*ACTIVITY:*
Write every line below out again exactly, images omitted.

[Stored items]
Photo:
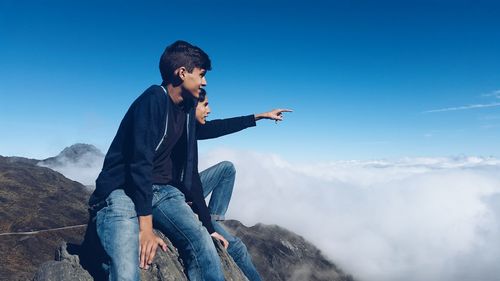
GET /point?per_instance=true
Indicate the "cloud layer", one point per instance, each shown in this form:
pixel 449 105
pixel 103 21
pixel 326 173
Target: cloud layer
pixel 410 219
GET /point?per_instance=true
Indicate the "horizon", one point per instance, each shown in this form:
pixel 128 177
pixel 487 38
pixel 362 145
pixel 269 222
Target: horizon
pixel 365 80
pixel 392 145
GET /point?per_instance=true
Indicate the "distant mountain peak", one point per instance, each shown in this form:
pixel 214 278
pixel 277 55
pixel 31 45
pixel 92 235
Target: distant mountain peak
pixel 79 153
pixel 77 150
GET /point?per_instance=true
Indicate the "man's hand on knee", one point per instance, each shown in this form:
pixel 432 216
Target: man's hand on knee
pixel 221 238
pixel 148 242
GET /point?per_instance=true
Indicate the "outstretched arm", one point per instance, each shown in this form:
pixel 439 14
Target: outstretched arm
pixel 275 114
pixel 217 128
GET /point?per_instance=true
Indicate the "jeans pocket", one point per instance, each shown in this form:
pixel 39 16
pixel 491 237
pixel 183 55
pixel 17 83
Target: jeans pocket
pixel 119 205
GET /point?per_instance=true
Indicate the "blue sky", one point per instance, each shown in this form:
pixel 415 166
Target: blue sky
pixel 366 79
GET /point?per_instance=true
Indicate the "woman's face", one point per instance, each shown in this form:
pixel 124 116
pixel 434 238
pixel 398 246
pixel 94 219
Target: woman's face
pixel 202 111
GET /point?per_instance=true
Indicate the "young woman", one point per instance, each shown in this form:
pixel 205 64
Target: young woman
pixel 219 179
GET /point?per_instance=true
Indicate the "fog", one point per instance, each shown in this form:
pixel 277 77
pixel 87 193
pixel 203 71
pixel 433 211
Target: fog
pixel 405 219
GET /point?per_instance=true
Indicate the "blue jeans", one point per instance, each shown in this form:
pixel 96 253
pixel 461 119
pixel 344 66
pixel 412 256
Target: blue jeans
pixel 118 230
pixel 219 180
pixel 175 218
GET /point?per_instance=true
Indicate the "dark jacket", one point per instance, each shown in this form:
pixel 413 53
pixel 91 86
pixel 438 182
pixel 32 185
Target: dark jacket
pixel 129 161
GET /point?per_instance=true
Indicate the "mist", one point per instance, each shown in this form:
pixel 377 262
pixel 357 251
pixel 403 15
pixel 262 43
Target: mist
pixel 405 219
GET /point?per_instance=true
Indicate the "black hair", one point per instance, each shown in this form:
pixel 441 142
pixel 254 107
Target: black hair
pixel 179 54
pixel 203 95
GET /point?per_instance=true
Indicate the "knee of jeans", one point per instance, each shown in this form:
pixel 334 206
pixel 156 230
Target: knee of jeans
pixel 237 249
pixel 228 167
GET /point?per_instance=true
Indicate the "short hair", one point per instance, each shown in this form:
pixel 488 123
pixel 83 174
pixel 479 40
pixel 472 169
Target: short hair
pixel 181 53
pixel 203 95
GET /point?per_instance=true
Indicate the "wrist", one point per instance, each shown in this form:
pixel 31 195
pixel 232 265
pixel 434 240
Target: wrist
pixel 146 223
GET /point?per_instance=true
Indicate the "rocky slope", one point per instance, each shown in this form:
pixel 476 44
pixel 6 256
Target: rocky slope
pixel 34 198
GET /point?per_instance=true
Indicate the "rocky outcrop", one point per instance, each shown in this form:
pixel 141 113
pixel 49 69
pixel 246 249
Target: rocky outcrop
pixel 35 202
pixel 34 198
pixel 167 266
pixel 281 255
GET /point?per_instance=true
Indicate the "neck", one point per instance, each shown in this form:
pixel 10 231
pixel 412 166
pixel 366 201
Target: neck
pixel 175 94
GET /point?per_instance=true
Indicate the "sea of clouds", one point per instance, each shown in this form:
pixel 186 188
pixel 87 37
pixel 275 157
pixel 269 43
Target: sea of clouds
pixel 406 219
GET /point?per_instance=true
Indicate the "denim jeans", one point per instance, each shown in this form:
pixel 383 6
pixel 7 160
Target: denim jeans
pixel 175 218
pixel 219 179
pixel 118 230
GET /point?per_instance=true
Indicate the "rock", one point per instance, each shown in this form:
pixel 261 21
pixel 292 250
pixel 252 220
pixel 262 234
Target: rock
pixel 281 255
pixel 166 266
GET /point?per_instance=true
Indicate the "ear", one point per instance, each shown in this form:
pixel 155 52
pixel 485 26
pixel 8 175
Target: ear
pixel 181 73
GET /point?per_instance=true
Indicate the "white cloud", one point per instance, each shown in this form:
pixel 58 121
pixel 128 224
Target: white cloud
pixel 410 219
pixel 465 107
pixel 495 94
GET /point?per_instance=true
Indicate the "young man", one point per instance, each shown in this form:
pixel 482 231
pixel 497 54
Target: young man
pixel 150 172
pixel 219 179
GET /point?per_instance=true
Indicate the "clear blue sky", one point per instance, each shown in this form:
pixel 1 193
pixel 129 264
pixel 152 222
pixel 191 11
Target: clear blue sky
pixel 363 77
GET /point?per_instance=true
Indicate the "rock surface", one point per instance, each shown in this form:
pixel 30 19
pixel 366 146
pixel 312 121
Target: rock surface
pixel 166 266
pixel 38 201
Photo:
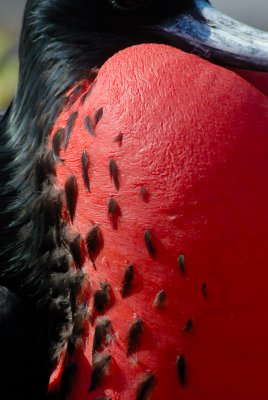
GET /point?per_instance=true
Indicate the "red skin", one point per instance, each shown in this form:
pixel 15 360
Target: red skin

*OUTPUT OF THE EXERCISE:*
Photo:
GET /point?per_instance=true
Indicate the "cloud layer", one point per instance, each shown in this form:
pixel 449 105
pixel 103 21
pixel 326 173
Target: cloud layer
pixel 410 219
GET /point?per_instance=true
Indicate the "horizon", one point per instance, each shown in this form:
pixel 128 177
pixel 487 38
pixel 362 145
pixel 269 222
Target: horizon
pixel 365 80
pixel 392 145
GET /point?per_instance=true
Indicate the "distant mountain peak", one point per instance, each shown in this form:
pixel 214 278
pixel 277 55
pixel 31 45
pixel 92 235
Target: distant mountain peak
pixel 79 153
pixel 77 150
GET /point?per_instance=true
Indicate the "man's hand on knee", one point per instance, each shown in this form:
pixel 432 216
Target: man's hand on knee
pixel 221 238
pixel 148 242
GET /point?per_instance=true
Indicate the "outstretched arm", one point per instance, each shown in this form:
pixel 439 14
Target: outstretched arm
pixel 275 114
pixel 217 128
GET /point?per_instance=true
Indicate the "jeans pocket", one point per instance, each shown in this form:
pixel 39 16
pixel 491 237
pixel 183 55
pixel 17 83
Target: jeans pocket
pixel 119 205
GET /point?per_instance=true
Indicate the "blue sky", one point per instance, each shown in this form:
pixel 415 166
Target: blue sky
pixel 366 79
GET /point?per_instance=true
Indicate the "woman's face", one point per instance, each shown in this form:
pixel 124 116
pixel 434 238
pixel 398 246
pixel 94 219
Target: woman's face
pixel 202 111
GET /point?per_instance=true
Indicate the "young woman", one point per instance, each shown in this form:
pixel 205 64
Target: young woman
pixel 219 179
GET /point?per_instance=true
Indicate the "fog", one point per instance, each shown in this form:
pixel 277 77
pixel 87 193
pixel 203 71
pixel 433 211
Target: fog
pixel 405 219
GET /point?per_instance=true
Indicate the "blue jeans", one point per instance, each shown in this form:
pixel 96 253
pixel 461 119
pixel 344 66
pixel 412 256
Target: blue jeans
pixel 118 230
pixel 219 180
pixel 175 218
GET /point?per_instance=true
Indicate the "dark jacket", one point per instance, each shown in this form:
pixel 413 53
pixel 91 86
pixel 438 182
pixel 32 185
Target: dark jacket
pixel 129 161
GET /point?per_instance=true
Indicate the "mist", one point per instance, each shown in this form:
pixel 377 262
pixel 357 251
pixel 403 15
pixel 262 43
Target: mist
pixel 405 219
GET /point?per_instance=true
Indicate the "black hair", one point per instance, each shown in this form:
pixel 441 142
pixel 254 107
Target: black hair
pixel 179 54
pixel 203 95
GET /point?per_instance=true
Indicate the "knee of jeans", one point per instance, each shown in this form:
pixel 334 206
pixel 156 230
Target: knee of jeans
pixel 237 249
pixel 228 167
GET /point?per_instance=true
Indicate the "short hair", one point per instance, each shown in this form:
pixel 488 123
pixel 83 174
pixel 479 40
pixel 472 169
Target: short hair
pixel 181 53
pixel 203 95
GET /point?per_instance=true
Indicate the "wrist", one point per instance, each shown in this form:
pixel 31 195
pixel 232 265
pixel 434 240
Target: wrist
pixel 146 223
GET /point?per_instance=true
Indicate the "rocky slope", one point per instance, each shown in this form:
pixel 476 44
pixel 6 256
Target: rocky slope
pixel 34 198
GET /point?per_instance=true
Indicate the "rocky outcrop", one point per instance, each shown in this form:
pixel 141 113
pixel 49 69
pixel 246 249
Target: rocky outcrop
pixel 35 202
pixel 34 198
pixel 167 266
pixel 281 255
GET /point?per_instance=true
Indicate the "neck", one point per instance, each shown in this form:
pixel 10 231
pixel 412 166
pixel 366 201
Target: neck
pixel 175 94
GET /point?per_instance=true
Indicate the "sea of clouds", one point per instance, each shown in this form:
pixel 186 188
pixel 87 37
pixel 275 157
pixel 269 43
Target: sea of clouds
pixel 406 219
GET /point?per_instance=true
Indicate the "denim jeans", one point per instance, each shown in this form:
pixel 383 6
pixel 7 160
Target: denim jeans
pixel 175 218
pixel 219 179
pixel 118 230
GET /point?per_instance=true
Indicate the "rock", one point per instance, each shown in this form:
pixel 261 21
pixel 292 250
pixel 252 220
pixel 262 234
Target: rock
pixel 281 255
pixel 166 266
GET /point?per_instance=true
Indicate the "ear", one point per instance, each shown in this form:
pixel 155 52
pixel 485 26
pixel 8 175
Target: ear
pixel 181 73
GET /point?per_instance=true
Indicate the "white cloud", one point per instance, each shown in this form:
pixel 58 121
pixel 128 224
Target: white cloud
pixel 410 219
pixel 465 107
pixel 495 94
GET /point?per_instance=true
Indicate the "young man", one point per instance, each shown in this form:
pixel 482 231
pixel 497 54
Target: young man
pixel 150 172
pixel 219 179
GET /point?per_instance=true
Indicate the "clear blue sky", one point per instance, each shown in this form:
pixel 1 193
pixel 129 264
pixel 152 222
pixel 191 11
Target: clear blue sky
pixel 363 77
GET /point?per_instance=true
Indicate the "rock surface", one point per instance, each shown in this form:
pixel 30 19
pixel 366 146
pixel 312 121
Target: rock surface
pixel 166 266
pixel 38 201
Photo:
GET /point?per_instance=true
Indicate the "red skin", one point per instance, each shown in this form:
pixel 15 360
Target: red skin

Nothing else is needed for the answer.